> _WORK REQUIRED_
Restate word for word the lines of the entries below, starting with the line that holds "For the photo above, indicate every instance of the vertical" and ending with the line that holds "column 189, row 329", and no others.

> _DATA FOR PROCESSING_

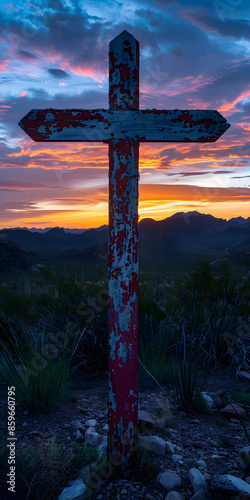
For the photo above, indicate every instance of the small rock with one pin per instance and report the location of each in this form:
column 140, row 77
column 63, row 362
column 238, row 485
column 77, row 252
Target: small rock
column 169, row 480
column 174, row 495
column 91, row 422
column 234, row 411
column 169, row 447
column 92, row 438
column 153, row 443
column 197, row 480
column 177, row 458
column 200, row 463
column 199, row 495
column 245, row 457
column 76, row 489
column 146, row 421
column 220, row 466
column 207, row 476
column 229, row 484
column 78, row 436
column 244, row 374
column 197, row 444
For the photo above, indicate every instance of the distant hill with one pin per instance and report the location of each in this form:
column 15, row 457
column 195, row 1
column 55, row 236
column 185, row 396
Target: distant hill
column 12, row 257
column 191, row 235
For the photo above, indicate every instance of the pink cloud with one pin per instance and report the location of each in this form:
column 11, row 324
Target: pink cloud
column 4, row 64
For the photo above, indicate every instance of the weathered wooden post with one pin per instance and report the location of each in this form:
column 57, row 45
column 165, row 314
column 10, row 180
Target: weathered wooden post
column 123, row 260
column 123, row 127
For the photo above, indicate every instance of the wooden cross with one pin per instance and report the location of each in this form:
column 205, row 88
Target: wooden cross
column 123, row 127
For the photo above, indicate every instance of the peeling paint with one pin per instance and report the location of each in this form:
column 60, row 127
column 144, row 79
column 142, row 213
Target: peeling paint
column 123, row 127
column 145, row 125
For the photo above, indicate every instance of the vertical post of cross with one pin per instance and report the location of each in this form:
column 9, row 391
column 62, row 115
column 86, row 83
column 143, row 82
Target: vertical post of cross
column 123, row 262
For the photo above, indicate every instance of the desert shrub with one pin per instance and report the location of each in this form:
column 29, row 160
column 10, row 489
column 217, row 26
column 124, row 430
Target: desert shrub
column 43, row 471
column 38, row 372
column 200, row 404
column 146, row 470
column 79, row 307
column 14, row 305
column 243, row 397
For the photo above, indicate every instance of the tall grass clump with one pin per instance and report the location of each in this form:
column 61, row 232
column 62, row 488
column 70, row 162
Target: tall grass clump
column 36, row 367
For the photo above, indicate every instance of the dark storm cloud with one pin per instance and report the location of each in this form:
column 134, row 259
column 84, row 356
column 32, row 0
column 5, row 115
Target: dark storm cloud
column 58, row 74
column 26, row 56
column 235, row 28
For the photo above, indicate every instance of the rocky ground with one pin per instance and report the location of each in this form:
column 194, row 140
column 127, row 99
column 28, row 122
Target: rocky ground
column 195, row 456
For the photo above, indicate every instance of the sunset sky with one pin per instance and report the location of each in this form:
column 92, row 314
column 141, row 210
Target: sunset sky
column 54, row 54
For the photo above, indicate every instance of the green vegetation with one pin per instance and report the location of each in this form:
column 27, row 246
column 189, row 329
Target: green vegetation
column 222, row 423
column 37, row 368
column 243, row 397
column 226, row 441
column 200, row 404
column 42, row 471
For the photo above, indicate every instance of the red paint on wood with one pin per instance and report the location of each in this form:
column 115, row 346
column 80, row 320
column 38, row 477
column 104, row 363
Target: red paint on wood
column 48, row 124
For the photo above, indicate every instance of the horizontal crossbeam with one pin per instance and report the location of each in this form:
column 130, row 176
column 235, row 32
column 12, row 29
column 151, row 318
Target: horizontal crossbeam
column 103, row 125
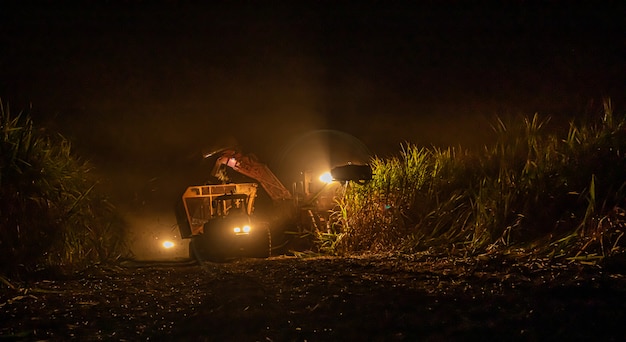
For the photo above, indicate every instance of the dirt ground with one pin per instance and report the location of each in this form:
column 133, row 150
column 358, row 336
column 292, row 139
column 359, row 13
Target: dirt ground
column 373, row 298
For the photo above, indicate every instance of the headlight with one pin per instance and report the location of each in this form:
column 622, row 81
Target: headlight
column 326, row 178
column 242, row 230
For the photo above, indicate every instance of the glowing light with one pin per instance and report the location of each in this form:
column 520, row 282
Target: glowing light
column 326, row 178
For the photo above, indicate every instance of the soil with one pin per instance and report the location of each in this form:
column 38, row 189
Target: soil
column 374, row 298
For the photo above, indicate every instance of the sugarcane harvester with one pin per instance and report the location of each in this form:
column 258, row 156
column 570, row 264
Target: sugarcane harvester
column 220, row 219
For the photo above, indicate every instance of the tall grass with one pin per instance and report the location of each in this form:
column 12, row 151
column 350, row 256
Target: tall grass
column 530, row 191
column 51, row 213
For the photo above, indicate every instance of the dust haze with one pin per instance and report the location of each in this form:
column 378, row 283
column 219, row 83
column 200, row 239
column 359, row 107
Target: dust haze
column 143, row 90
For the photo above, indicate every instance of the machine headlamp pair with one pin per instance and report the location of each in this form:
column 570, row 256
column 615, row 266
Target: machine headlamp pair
column 242, row 230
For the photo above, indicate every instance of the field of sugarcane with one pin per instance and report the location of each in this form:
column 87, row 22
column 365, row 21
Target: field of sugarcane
column 532, row 192
column 52, row 213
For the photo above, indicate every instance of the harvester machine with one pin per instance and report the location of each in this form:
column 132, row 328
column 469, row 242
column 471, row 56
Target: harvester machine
column 220, row 219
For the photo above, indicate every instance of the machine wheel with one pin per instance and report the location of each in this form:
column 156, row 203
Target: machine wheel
column 263, row 247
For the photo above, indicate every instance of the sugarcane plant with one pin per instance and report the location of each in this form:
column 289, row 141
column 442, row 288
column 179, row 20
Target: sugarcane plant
column 51, row 212
column 530, row 191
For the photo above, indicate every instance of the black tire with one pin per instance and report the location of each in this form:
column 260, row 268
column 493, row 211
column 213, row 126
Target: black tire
column 262, row 248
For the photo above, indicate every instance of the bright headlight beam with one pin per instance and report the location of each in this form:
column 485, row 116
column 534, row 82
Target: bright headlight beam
column 326, row 177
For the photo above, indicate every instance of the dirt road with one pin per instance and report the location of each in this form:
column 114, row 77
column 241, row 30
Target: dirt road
column 374, row 298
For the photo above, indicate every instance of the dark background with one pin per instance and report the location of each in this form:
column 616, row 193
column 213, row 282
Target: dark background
column 141, row 88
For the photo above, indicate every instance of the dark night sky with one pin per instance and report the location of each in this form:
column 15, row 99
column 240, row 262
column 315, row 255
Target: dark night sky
column 140, row 86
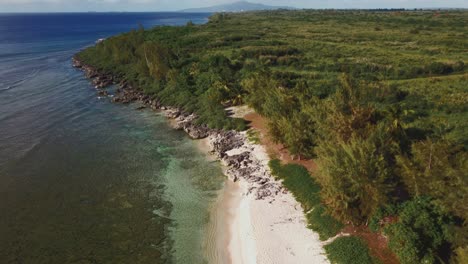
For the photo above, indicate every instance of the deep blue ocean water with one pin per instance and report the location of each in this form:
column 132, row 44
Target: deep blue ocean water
column 83, row 180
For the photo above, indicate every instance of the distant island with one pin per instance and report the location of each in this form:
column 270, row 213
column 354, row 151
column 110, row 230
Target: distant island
column 240, row 6
column 363, row 111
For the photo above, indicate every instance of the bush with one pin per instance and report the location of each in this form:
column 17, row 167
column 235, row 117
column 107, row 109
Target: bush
column 297, row 179
column 422, row 233
column 348, row 250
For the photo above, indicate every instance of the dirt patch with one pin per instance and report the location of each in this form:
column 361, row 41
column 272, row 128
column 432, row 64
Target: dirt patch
column 377, row 243
column 275, row 150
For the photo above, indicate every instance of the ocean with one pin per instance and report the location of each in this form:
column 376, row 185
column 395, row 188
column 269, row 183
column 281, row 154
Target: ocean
column 83, row 180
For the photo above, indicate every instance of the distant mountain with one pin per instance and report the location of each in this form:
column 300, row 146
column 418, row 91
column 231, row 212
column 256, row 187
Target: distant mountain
column 241, row 6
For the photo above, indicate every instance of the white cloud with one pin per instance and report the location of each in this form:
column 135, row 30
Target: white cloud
column 157, row 5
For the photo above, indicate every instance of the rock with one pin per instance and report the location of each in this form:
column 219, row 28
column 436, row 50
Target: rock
column 103, row 93
column 197, row 132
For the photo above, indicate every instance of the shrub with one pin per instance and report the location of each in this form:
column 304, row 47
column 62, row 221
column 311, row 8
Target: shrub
column 297, row 179
column 348, row 250
column 422, row 232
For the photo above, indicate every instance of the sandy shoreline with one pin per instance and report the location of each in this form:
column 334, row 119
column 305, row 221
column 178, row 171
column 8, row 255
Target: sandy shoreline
column 250, row 230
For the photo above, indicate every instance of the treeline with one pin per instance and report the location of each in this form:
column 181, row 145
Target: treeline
column 382, row 109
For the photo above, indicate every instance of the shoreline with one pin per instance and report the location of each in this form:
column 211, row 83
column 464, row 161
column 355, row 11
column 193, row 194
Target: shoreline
column 264, row 221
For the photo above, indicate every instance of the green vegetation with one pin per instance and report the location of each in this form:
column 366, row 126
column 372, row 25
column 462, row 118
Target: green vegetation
column 253, row 136
column 306, row 191
column 422, row 233
column 349, row 250
column 379, row 99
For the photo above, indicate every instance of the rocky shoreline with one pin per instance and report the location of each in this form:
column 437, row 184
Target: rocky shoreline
column 231, row 147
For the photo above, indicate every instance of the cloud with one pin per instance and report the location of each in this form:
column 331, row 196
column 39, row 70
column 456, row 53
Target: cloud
column 164, row 5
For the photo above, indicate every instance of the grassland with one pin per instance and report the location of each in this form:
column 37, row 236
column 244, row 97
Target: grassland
column 378, row 99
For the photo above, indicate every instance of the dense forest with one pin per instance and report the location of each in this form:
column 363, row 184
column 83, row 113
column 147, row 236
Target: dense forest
column 378, row 99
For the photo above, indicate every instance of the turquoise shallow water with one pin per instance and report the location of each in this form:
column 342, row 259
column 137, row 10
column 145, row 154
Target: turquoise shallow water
column 83, row 180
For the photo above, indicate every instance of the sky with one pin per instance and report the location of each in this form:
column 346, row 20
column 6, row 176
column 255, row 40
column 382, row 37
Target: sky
column 173, row 5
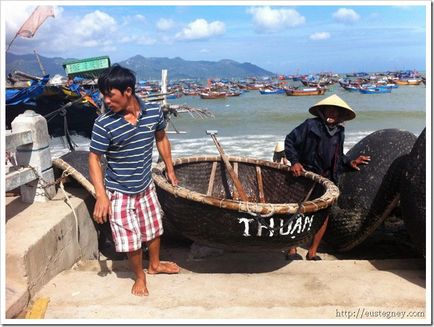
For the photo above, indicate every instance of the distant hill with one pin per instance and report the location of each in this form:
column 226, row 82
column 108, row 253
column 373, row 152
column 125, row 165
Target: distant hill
column 146, row 68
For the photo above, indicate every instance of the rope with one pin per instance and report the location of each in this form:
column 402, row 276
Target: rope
column 44, row 183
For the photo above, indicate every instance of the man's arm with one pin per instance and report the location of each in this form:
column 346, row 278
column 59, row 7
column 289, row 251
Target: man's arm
column 163, row 147
column 102, row 206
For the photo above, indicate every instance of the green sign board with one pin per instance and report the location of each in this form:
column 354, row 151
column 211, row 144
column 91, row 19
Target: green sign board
column 88, row 68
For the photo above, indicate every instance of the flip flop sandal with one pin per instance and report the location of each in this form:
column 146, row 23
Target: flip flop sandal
column 293, row 256
column 314, row 258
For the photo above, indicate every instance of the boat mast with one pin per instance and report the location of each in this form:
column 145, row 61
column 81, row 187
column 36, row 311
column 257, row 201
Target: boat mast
column 40, row 63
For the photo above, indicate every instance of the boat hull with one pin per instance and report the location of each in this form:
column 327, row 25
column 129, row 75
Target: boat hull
column 219, row 220
column 304, row 93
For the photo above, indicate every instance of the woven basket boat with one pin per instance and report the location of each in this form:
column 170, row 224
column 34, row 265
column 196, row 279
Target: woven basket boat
column 204, row 207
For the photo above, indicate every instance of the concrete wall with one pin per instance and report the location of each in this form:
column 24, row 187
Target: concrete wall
column 42, row 241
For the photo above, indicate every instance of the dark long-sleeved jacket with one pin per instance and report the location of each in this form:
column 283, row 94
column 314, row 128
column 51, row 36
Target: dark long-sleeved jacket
column 303, row 145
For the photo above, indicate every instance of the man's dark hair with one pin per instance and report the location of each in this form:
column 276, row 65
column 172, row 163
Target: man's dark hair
column 117, row 77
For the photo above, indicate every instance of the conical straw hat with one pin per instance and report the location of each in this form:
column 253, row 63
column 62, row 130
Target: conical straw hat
column 280, row 146
column 345, row 112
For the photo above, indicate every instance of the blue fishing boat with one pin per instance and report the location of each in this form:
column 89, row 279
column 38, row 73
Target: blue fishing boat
column 272, row 91
column 375, row 90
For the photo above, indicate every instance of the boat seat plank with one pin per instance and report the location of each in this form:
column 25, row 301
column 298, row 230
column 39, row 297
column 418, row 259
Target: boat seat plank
column 260, row 185
column 211, row 178
column 236, row 195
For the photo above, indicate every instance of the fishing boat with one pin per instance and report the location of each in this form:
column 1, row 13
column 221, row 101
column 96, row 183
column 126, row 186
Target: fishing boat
column 408, row 81
column 305, row 91
column 212, row 95
column 272, row 91
column 350, row 88
column 282, row 210
column 375, row 90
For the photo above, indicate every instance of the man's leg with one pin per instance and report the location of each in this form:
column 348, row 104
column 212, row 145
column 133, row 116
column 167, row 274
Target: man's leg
column 155, row 265
column 316, row 241
column 135, row 260
column 292, row 254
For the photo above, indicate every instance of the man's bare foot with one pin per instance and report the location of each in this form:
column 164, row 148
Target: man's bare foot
column 164, row 267
column 139, row 288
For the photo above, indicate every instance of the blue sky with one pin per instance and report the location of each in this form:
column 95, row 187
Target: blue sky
column 284, row 37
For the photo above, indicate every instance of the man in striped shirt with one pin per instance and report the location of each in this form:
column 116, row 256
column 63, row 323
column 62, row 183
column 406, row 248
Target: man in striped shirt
column 126, row 194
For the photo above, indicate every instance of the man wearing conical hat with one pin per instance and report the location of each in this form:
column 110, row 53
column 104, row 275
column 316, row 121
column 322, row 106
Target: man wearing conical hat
column 317, row 145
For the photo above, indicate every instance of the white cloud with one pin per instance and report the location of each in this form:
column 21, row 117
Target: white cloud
column 346, row 16
column 139, row 17
column 17, row 13
column 201, row 29
column 165, row 24
column 137, row 39
column 94, row 23
column 273, row 20
column 320, row 36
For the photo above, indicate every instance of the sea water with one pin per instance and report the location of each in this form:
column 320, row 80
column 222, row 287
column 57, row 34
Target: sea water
column 251, row 124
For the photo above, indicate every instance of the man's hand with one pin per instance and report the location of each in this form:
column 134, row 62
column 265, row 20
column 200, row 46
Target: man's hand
column 102, row 209
column 297, row 169
column 171, row 177
column 361, row 160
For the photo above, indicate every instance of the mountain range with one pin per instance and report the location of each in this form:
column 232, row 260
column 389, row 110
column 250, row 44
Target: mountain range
column 145, row 68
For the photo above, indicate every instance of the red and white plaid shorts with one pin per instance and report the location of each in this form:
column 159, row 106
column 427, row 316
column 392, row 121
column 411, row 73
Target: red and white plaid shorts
column 135, row 218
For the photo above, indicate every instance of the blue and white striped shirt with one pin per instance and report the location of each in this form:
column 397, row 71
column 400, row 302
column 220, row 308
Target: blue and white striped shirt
column 127, row 147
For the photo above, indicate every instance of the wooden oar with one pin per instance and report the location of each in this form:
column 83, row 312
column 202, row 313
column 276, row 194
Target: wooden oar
column 228, row 165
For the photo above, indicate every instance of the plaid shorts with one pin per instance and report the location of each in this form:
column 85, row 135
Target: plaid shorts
column 135, row 218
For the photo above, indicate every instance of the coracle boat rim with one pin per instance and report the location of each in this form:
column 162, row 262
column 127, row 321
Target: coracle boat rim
column 327, row 199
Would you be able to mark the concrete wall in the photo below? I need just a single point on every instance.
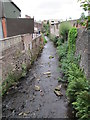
(16, 51)
(83, 49)
(10, 10)
(18, 26)
(54, 29)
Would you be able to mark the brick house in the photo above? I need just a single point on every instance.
(10, 22)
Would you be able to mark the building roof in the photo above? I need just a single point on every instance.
(15, 5)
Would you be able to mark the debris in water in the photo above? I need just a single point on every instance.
(58, 88)
(37, 88)
(58, 93)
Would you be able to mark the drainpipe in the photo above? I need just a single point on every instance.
(4, 27)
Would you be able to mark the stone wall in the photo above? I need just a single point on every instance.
(83, 49)
(16, 52)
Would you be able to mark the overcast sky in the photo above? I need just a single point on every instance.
(50, 9)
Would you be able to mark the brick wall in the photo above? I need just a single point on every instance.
(18, 50)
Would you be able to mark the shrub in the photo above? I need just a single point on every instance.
(75, 87)
(82, 105)
(64, 29)
(72, 39)
(62, 50)
(45, 41)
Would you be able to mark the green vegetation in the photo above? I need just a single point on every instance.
(85, 4)
(78, 90)
(44, 40)
(64, 29)
(72, 40)
(10, 81)
(46, 29)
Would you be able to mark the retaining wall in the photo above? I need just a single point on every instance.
(17, 51)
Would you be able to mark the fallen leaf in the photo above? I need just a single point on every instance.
(37, 88)
(47, 73)
(24, 114)
(58, 93)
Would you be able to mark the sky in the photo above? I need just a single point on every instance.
(50, 9)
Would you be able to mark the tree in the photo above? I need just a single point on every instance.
(82, 16)
(85, 4)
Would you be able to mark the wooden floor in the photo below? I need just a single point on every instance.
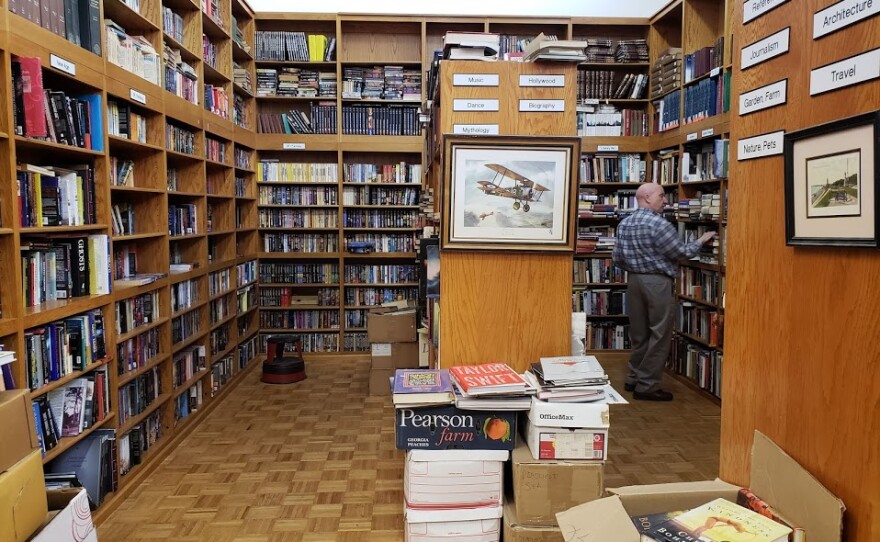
(315, 461)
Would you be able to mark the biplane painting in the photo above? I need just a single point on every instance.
(510, 194)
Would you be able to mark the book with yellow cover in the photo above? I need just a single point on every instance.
(721, 521)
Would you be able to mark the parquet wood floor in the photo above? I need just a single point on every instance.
(315, 462)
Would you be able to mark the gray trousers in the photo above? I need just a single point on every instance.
(650, 302)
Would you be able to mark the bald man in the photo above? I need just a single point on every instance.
(649, 248)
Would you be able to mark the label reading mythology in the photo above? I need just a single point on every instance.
(843, 14)
(849, 71)
(765, 49)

> _ANSWER SECTION_
For the photo above, indicate every instance of the vertical post of cross with one pin per instance and report the location of each in this form:
column 9, row 391
column 62, row 115
column 86, row 83
column 143, row 82
Target: vertical post of cross
column 123, row 262
For the photo above, indicate every instance of the desert shrub with one pin per instance and report the location of each in this form:
column 29, row 160
column 10, row 489
column 217, row 26
column 124, row 430
Target: desert shrub
column 43, row 471
column 38, row 372
column 200, row 404
column 146, row 470
column 79, row 307
column 14, row 305
column 243, row 397
For the photo above, indicate every instance of the tall grass clump with one pin per instance and report the location of each in this form:
column 61, row 232
column 62, row 488
column 70, row 162
Target: tall grass clump
column 36, row 367
For the photo above, indicate every instance of the dark storm cloud with one pin per instance and report the location of each in this form:
column 134, row 259
column 84, row 356
column 32, row 0
column 5, row 115
Target: dark storm cloud
column 58, row 74
column 26, row 56
column 235, row 28
For the photo above, indicate every instance of the rocky ground with one pin per instance and report the location of each in this form:
column 194, row 140
column 127, row 99
column 28, row 122
Target: rocky ground
column 195, row 456
For the photo above, indicate every instance of the sunset sky with one pin per instance and report the location of each in this form:
column 92, row 314
column 141, row 210
Target: sunset sky
column 54, row 54
For the photo above, indicate every instance of the green vegetation with one pin per instance and report the location of each in this form:
column 27, row 246
column 189, row 329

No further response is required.